** Begin **

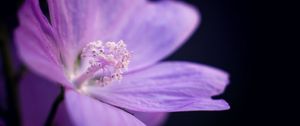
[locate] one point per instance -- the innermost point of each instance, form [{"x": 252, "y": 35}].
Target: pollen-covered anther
[{"x": 107, "y": 62}]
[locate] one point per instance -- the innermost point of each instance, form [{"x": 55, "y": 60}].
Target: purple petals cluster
[{"x": 150, "y": 30}]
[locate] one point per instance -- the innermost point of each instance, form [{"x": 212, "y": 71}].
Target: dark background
[{"x": 249, "y": 39}]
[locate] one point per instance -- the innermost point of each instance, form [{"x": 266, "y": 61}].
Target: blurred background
[{"x": 241, "y": 37}]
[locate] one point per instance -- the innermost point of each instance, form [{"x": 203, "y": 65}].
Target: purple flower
[{"x": 66, "y": 50}]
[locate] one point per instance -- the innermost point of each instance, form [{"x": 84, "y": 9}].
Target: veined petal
[
  {"x": 36, "y": 44},
  {"x": 167, "y": 87},
  {"x": 80, "y": 21},
  {"x": 156, "y": 29},
  {"x": 152, "y": 119},
  {"x": 86, "y": 111},
  {"x": 36, "y": 97}
]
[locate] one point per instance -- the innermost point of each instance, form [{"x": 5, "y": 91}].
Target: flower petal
[
  {"x": 152, "y": 119},
  {"x": 157, "y": 29},
  {"x": 86, "y": 111},
  {"x": 36, "y": 97},
  {"x": 167, "y": 87},
  {"x": 36, "y": 45},
  {"x": 81, "y": 21}
]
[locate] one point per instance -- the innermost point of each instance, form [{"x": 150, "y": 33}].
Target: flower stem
[
  {"x": 10, "y": 81},
  {"x": 54, "y": 107}
]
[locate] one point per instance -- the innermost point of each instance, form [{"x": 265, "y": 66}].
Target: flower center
[{"x": 106, "y": 62}]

** End **

Exercise description -
Copy out the entries verbatim and leave the images out.

Output for this task -
[locate] one point per instance -- the innermost point of each instance, form [{"x": 252, "y": 35}].
Target: pollen-covered anther
[{"x": 107, "y": 62}]
[locate] one point per instance -- the innermost point of each instance, form [{"x": 55, "y": 60}].
Target: purple petals cluster
[{"x": 150, "y": 30}]
[locate] one point per instance -- the innermost point of each instance, form [{"x": 212, "y": 71}].
Target: dark background
[{"x": 249, "y": 39}]
[locate] one point per instance -- the innermost point of each instance, form [{"x": 266, "y": 61}].
Target: blurred background
[{"x": 241, "y": 37}]
[locate] one point per instance -- the innermost point of each instance, form [{"x": 203, "y": 65}].
Target: purple flower
[{"x": 66, "y": 50}]
[locate] one point per instance -- the innermost point of each instance, form [{"x": 84, "y": 9}].
Target: veined petal
[
  {"x": 36, "y": 44},
  {"x": 167, "y": 87},
  {"x": 80, "y": 21},
  {"x": 156, "y": 29},
  {"x": 152, "y": 119},
  {"x": 86, "y": 111},
  {"x": 36, "y": 97}
]
[locate] one point per instance -- the innermost point of each instance, form [{"x": 5, "y": 91}].
Target: flower petal
[
  {"x": 152, "y": 119},
  {"x": 157, "y": 29},
  {"x": 86, "y": 111},
  {"x": 36, "y": 97},
  {"x": 167, "y": 87},
  {"x": 36, "y": 45},
  {"x": 81, "y": 21}
]
[locate] one point per instance -- the innermost point of each instance, form [{"x": 150, "y": 33}].
Target: flower stem
[
  {"x": 10, "y": 81},
  {"x": 54, "y": 107}
]
[locate] one point per instance -- the innermost point of each instance, form [{"x": 265, "y": 66}].
Target: flower center
[{"x": 106, "y": 62}]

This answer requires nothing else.